**What is being asked:**
Please repeat the data below, replacing every "marker" with "pin" and leaving everything else unchanged.
* begin Records supplied *
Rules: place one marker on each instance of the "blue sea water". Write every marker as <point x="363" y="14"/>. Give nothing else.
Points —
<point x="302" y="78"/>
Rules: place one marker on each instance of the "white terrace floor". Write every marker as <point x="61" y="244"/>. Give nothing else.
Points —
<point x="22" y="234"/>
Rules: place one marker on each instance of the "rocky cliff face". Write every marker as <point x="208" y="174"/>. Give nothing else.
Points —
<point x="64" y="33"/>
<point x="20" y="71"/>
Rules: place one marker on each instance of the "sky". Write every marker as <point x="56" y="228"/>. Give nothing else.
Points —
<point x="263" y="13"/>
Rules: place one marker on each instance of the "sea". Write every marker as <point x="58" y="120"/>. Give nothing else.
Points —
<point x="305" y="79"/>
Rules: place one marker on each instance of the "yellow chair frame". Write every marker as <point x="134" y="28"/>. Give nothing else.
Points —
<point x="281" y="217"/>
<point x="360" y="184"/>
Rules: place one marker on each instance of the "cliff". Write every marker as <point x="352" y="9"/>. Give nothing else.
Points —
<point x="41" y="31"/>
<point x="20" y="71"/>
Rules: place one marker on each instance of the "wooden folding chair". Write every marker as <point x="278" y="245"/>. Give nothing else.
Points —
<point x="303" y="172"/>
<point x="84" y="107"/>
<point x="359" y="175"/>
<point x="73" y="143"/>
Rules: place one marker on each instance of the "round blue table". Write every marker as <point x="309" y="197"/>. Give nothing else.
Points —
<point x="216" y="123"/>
* end Records supplied *
**Response to the exercise:**
Rules: place one pin on each instance of the "blue sea water". Write every pin as <point x="363" y="14"/>. Give nothing else.
Points —
<point x="302" y="78"/>
Rules: place one pin on each instance of the "white terrace floor". Write every pin as <point x="61" y="244"/>. Give nothing else.
Points —
<point x="22" y="234"/>
Rules: place one pin on each instance of the "rocky cliff face". Write every pin as <point x="208" y="174"/>. Give nothing else.
Points —
<point x="64" y="33"/>
<point x="20" y="71"/>
Rules: place one pin on each instance of the "sky". Write every pin as <point x="56" y="228"/>. Give nothing else.
Points —
<point x="263" y="13"/>
Rules: place one pin on each instance of the "sea". Write every pin as <point x="58" y="120"/>. Give nothing else.
Points —
<point x="305" y="79"/>
Rules: place one pin on each instance of the "yellow chair frame". Write every pin as <point x="134" y="28"/>. Give nothing else.
Points —
<point x="281" y="217"/>
<point x="360" y="184"/>
Rules: place one pin on each instance of the "cliff". Write every pin as <point x="352" y="9"/>. Give nothing else.
Points —
<point x="41" y="31"/>
<point x="20" y="71"/>
Rules: place one pin on each instance of the "wooden folding chair". Write every pin as <point x="278" y="245"/>. Give nothing else.
Points —
<point x="303" y="172"/>
<point x="84" y="107"/>
<point x="359" y="175"/>
<point x="73" y="143"/>
Rules: place one pin on each instance of the "round blue table". Write every pin as <point x="309" y="197"/>. Give nothing else.
Points —
<point x="216" y="123"/>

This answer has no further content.